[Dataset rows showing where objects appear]
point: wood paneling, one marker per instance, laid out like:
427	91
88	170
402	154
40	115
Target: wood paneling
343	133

* * *

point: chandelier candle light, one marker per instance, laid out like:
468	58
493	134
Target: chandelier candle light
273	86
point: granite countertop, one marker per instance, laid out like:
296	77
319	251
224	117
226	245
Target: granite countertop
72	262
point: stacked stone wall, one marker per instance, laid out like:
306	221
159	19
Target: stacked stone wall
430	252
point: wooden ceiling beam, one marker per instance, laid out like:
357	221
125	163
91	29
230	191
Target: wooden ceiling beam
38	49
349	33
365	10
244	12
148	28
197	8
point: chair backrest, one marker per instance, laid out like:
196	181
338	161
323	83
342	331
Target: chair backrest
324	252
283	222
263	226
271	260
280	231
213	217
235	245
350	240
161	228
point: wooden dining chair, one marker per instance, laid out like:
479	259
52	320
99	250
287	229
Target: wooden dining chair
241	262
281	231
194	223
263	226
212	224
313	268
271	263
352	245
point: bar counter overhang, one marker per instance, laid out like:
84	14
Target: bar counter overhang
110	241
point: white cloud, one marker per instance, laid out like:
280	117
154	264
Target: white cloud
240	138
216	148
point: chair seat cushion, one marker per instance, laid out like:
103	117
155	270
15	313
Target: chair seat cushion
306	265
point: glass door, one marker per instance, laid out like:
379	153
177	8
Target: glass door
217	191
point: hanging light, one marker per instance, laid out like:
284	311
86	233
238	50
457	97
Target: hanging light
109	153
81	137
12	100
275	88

TASK OBJECTIVE: List every line in the listing above that contains the word "countertop", copying each one in full.

THE ANSWER:
point: granite countertop, one marker per instance, laid out like:
Target: granite countertop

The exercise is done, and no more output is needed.